[Amaç A]
Semaya yükseliş konulu metne göre Resûlullah, Beytülmakdis'e hangi bineğe bindirilerek götürülmüştür?
[Amaç B]
Semaya yükseliş konulu metni, son cümlesinin ardından anlatımı sürdürecek şekilde yazmaya devam edin.

[Verilen Metin]
* * * * * * *
Semaya yükseliş tasavvuru eski Hint ve İran mitolojileriyle diğer dinlerde de mevcuttur. Yahudi geleneğinde İdrîs, İbrâhim, Mûsâ ve İşâyâ gibi peygamberlerle bazı tarihî şahsiyetlerin yeryüzünden ilâhî âlemlere çıktığına inanılır. Özellikle melek Yahoel tarafından semavî bir vasıtayla bulut içinde göğe yükseltilen Hz. İbrâhim’in rabbinin tahtını müşahede edişiyle ilgili tasvirlere sonraki Yahudi literatüründe rastlanmaktadır. Hıristiyanlık inancına göre Hz. Îsâ çarmıha gerildikten sonra mezarından çıkıp ilâhî âleme yükselmiştir (Matta, 28/1-7; Markos, 16/19). Ayrıca Pavlus’un Kudüs’e doğru giderken melek eşliğinde göğe yolculuk yaptığı rivayet edilir. Buhârî ve Müslim’de yer alan rivayetlerin ortak noktalarına göre olay şu şekilde cereyan etmiştir: Bir gece Resûlullah, Kâbe’de Hicr veya Hatîm denilen yerde iken -bazı rivayetlerde uykuda bulunduğu sırada veya uyku ile uyanıklık arası bir halde- Cebrâil (AS) geldi; göğsünü açtı, zemzemle yıkadıktan sonra içine iman ve hikmet doldurup kapattı. Burak adlı bineğe bindirip Beytülmakdis’e götürdü. Resûl-i Ekrem Mescid-i Aksâ’da iki rekat namaz kılıp dışarı çıktığında Cebrâil biri süt, diğeri şarap dolu iki kap getirdi. Resûlullah süt dolu kabı seçince Cebrâil kendisine “fıtratı seçtin” dedi, ardından onu alıp dünya semasına yükseltti.
* * * * * * *
[Verilen Veriler]
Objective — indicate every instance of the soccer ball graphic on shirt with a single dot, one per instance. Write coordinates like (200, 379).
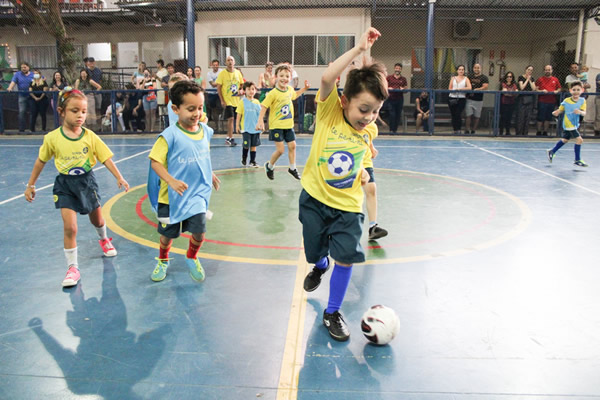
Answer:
(340, 163)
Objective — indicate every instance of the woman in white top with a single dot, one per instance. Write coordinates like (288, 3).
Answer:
(457, 100)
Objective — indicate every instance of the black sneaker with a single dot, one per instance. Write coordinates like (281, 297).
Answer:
(313, 279)
(294, 173)
(270, 172)
(336, 326)
(375, 232)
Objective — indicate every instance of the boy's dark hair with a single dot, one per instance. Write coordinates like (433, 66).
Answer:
(575, 83)
(247, 84)
(370, 78)
(182, 88)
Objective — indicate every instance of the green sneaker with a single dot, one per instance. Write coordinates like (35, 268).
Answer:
(160, 272)
(196, 270)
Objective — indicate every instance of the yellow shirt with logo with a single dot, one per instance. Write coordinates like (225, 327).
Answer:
(231, 83)
(334, 167)
(281, 114)
(160, 153)
(74, 156)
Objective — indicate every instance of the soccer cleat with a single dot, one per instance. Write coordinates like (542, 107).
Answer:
(196, 270)
(313, 279)
(270, 172)
(336, 326)
(160, 271)
(107, 247)
(72, 277)
(375, 232)
(294, 173)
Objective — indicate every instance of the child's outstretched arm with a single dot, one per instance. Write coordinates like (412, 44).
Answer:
(337, 67)
(35, 174)
(161, 171)
(112, 167)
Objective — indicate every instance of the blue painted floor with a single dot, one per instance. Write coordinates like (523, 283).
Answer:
(505, 308)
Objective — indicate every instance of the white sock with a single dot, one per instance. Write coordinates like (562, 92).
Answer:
(102, 232)
(71, 255)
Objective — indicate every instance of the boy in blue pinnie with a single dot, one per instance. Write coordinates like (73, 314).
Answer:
(574, 108)
(181, 179)
(247, 117)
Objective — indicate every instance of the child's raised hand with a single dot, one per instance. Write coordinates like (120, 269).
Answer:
(178, 186)
(368, 38)
(216, 182)
(123, 184)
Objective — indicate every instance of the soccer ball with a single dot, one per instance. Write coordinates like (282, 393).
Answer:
(380, 324)
(340, 163)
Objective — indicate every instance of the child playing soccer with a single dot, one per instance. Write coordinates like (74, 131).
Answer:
(180, 157)
(330, 206)
(281, 119)
(574, 108)
(75, 150)
(247, 112)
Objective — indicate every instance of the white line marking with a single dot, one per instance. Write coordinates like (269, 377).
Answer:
(533, 169)
(95, 169)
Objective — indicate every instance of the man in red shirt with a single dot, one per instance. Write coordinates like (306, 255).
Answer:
(395, 101)
(546, 102)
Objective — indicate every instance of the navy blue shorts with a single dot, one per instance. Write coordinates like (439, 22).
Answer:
(545, 111)
(76, 192)
(250, 139)
(327, 230)
(194, 224)
(279, 135)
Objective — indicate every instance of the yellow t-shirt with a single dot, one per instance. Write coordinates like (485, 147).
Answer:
(334, 166)
(231, 83)
(368, 163)
(160, 153)
(281, 114)
(74, 156)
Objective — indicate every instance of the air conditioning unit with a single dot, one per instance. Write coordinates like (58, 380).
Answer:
(466, 29)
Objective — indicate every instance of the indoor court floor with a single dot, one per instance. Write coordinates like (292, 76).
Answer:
(491, 264)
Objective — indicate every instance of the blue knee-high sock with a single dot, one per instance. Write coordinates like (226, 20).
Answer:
(577, 152)
(558, 145)
(340, 278)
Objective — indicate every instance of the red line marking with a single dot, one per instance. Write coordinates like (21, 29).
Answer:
(138, 210)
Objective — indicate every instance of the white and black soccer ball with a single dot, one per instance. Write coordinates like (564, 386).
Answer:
(340, 163)
(380, 324)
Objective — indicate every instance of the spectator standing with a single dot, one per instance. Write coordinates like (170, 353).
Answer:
(526, 83)
(474, 103)
(37, 91)
(22, 80)
(507, 102)
(395, 101)
(213, 107)
(229, 82)
(457, 99)
(550, 85)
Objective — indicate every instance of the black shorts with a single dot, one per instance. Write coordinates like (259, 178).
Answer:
(371, 174)
(250, 139)
(279, 135)
(327, 230)
(229, 112)
(194, 224)
(572, 134)
(76, 192)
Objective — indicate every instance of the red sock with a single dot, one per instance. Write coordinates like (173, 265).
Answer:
(193, 249)
(163, 254)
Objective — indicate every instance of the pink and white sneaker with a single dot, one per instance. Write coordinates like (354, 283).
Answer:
(72, 277)
(107, 247)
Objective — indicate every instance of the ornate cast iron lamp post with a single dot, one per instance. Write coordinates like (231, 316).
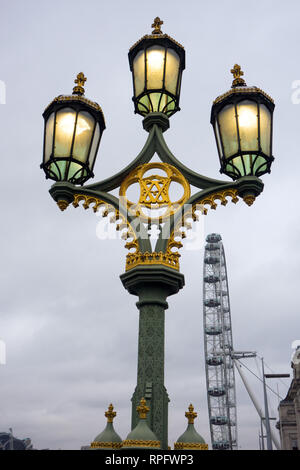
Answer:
(242, 122)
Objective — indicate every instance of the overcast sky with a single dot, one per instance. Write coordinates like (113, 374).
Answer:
(69, 326)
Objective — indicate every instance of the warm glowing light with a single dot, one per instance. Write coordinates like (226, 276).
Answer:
(247, 117)
(66, 124)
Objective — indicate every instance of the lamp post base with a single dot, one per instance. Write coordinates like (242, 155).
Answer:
(152, 284)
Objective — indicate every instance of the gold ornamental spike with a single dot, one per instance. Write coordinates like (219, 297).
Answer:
(110, 414)
(237, 74)
(191, 414)
(80, 81)
(156, 25)
(142, 409)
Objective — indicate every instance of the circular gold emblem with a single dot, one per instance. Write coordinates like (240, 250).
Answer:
(153, 191)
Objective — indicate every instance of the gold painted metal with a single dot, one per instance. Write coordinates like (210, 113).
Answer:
(191, 414)
(128, 232)
(80, 81)
(156, 25)
(242, 90)
(110, 414)
(136, 443)
(237, 75)
(106, 445)
(142, 409)
(62, 204)
(154, 191)
(249, 199)
(178, 231)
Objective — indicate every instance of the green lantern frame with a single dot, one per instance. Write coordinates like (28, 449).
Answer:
(157, 99)
(251, 161)
(68, 167)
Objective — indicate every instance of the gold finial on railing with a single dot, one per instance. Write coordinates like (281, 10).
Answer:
(237, 74)
(80, 81)
(156, 25)
(142, 409)
(191, 414)
(110, 414)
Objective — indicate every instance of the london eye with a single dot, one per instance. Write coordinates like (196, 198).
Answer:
(219, 363)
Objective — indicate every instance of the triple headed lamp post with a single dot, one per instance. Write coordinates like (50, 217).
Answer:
(242, 123)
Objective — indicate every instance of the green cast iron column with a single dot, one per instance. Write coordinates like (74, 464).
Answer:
(152, 284)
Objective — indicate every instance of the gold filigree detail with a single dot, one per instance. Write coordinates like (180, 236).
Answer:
(143, 409)
(169, 259)
(106, 445)
(80, 81)
(156, 25)
(136, 443)
(190, 446)
(83, 99)
(190, 213)
(242, 89)
(154, 191)
(156, 36)
(124, 225)
(249, 199)
(110, 414)
(62, 204)
(237, 74)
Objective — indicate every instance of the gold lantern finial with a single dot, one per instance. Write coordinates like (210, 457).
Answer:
(110, 414)
(237, 74)
(156, 25)
(191, 414)
(80, 81)
(142, 409)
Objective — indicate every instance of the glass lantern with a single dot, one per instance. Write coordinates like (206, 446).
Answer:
(242, 120)
(156, 62)
(73, 129)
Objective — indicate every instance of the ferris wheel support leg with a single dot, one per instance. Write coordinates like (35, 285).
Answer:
(255, 403)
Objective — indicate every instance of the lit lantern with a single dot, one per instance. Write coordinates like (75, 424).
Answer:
(73, 129)
(156, 62)
(242, 120)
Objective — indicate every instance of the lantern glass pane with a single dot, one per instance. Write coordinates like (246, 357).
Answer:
(248, 124)
(139, 73)
(76, 171)
(94, 146)
(172, 71)
(49, 136)
(265, 129)
(64, 130)
(238, 166)
(155, 60)
(83, 136)
(228, 130)
(218, 139)
(259, 165)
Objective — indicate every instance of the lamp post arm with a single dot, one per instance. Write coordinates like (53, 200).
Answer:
(206, 196)
(115, 181)
(247, 187)
(69, 193)
(195, 179)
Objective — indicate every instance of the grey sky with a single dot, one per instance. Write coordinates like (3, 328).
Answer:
(69, 325)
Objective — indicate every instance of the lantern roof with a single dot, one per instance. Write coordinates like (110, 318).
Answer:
(77, 97)
(239, 86)
(157, 35)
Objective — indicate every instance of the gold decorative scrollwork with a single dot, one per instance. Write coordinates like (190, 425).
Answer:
(124, 225)
(190, 213)
(154, 191)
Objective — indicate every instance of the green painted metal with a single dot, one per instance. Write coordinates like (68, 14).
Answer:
(152, 285)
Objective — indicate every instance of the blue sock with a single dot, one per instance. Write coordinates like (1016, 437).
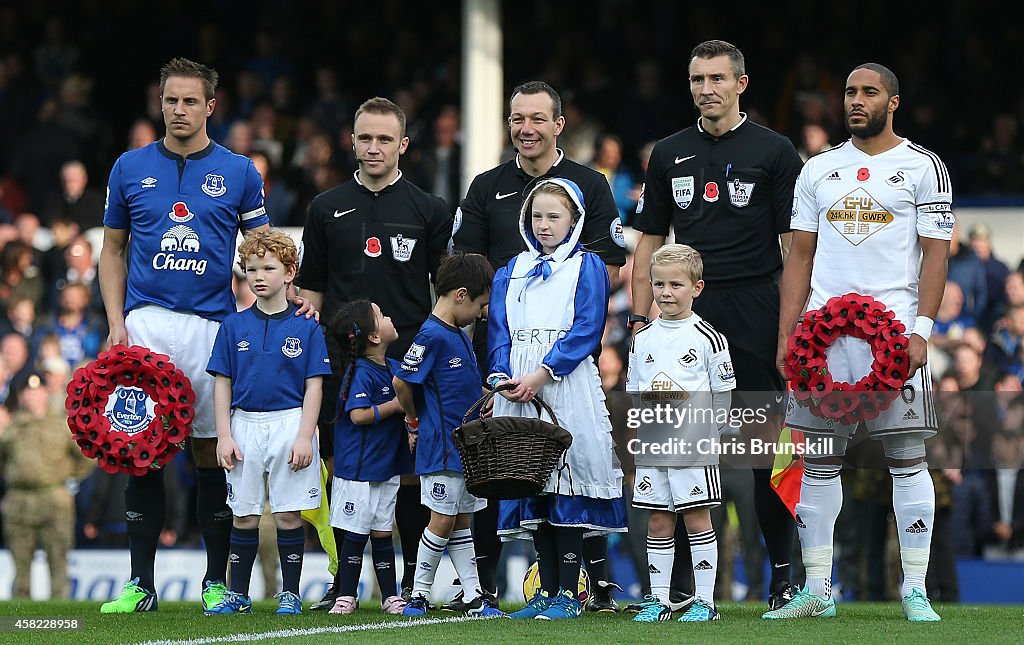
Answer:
(245, 544)
(350, 562)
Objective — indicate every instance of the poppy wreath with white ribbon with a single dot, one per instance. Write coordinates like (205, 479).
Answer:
(130, 409)
(807, 364)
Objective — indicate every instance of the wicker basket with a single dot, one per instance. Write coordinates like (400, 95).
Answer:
(509, 458)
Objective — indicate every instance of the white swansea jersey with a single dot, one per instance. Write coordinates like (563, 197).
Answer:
(685, 355)
(868, 212)
(677, 364)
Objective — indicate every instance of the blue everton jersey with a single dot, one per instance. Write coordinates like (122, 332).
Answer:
(183, 216)
(441, 360)
(268, 357)
(375, 452)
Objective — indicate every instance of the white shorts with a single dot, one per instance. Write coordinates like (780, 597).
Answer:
(361, 507)
(187, 339)
(850, 360)
(445, 492)
(674, 489)
(265, 441)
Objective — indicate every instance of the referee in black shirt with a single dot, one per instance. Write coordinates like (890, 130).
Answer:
(725, 187)
(487, 222)
(376, 237)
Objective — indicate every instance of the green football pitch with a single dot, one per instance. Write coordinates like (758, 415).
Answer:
(183, 622)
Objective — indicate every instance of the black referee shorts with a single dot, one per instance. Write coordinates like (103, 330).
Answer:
(748, 316)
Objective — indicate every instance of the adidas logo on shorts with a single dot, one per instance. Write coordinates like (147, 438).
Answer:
(916, 527)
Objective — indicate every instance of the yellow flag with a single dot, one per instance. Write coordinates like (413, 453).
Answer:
(321, 519)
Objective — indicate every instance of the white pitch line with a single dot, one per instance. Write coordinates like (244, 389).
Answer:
(337, 629)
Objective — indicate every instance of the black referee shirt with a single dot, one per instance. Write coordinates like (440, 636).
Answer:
(380, 246)
(487, 220)
(728, 197)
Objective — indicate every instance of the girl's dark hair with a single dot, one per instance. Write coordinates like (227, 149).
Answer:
(349, 329)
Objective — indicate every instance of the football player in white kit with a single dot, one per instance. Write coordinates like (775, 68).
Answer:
(872, 216)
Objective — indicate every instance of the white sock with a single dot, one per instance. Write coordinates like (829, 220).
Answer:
(660, 555)
(463, 554)
(913, 503)
(820, 502)
(704, 550)
(427, 557)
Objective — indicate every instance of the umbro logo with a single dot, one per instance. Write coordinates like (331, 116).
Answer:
(918, 527)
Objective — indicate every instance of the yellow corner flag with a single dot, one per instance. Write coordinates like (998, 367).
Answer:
(321, 519)
(787, 469)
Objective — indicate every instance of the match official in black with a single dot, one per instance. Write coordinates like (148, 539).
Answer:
(376, 237)
(487, 222)
(725, 187)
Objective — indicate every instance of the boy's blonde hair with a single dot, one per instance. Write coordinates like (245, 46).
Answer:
(272, 241)
(683, 256)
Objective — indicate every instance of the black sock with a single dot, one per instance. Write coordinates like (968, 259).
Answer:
(777, 527)
(547, 558)
(383, 553)
(214, 518)
(339, 541)
(595, 554)
(145, 512)
(350, 562)
(411, 518)
(291, 546)
(682, 566)
(569, 541)
(488, 547)
(244, 545)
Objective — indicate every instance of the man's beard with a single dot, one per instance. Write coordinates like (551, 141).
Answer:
(876, 125)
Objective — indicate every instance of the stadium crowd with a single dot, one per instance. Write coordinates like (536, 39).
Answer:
(288, 104)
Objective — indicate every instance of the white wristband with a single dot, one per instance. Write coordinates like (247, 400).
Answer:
(923, 327)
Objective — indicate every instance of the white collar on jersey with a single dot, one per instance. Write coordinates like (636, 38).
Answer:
(355, 175)
(742, 120)
(558, 160)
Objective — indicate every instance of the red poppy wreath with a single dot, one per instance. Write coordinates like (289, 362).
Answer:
(130, 409)
(807, 366)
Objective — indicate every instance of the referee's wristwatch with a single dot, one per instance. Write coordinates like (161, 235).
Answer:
(631, 321)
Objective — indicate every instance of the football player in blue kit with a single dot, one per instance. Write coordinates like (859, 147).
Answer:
(173, 211)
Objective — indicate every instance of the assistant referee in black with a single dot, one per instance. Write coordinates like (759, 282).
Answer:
(487, 222)
(381, 238)
(725, 187)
* * * * * * *
[Yazılı Cevap A]
Burak adlı bineğe bindirilerek götürülmüştür.

[Yazılı Cevap B]
Semaların her birinde sırasıyla Âdem, Îsâ, Yûsuf, İdrîs, Hârûn ve Mûsâ peygamberlerle görüştü; nihayet Beytülma‘mûr’un bulunduğu yedinci semada Hz. İbrâhim’le buluştu. Sidretü’l-müntehâ denilen yere vardıklarında yazıcı meleklerin kalem cızırtılarını duydu ve Allah’ın huzuruna çıktı. Burada Cenâb-ı Hak elli vakit namazı farz kıldı. Dönüşte Hz. Mûsâ, elli vakit namazın ümmetine ağır geleceğini söyleyip Allah’tan onu hafifletmesini istemesini tavsiye etti. Namaz beş vakte indirilinceye kadar Hz. Peygamber’in huzûr-i ilâhîye müracaatı ve Mûsâ ile diyalogu devam etti.

(Kaynak: https://islamansiklopedisi.org.tr/kudus )

MESCİDİ AKSA

Müslümanların Kudüs’te bulunan ilk kıblesi, en kutsal sayılan üç mescidden biri.

Asıl adı Ârâmîce Beth makdeşa, İbrânîce Beth ha-Mikdaş ve Arapça Beytülmakdis olup “mukaddes ev” demektir; ilk kuruluşundan beri taşıdığı bu ad sonradan şehrin tamamını kapsamına almıştır (İA, VI, 953). Şehir için müslümanların benimsediği Kudüs adı da aynı kökten gelmekte ve aslında şehri değil mâbedi ifade etmektedir. Minhâcî mâbedin on yedi kadar adı olduğunu söyler.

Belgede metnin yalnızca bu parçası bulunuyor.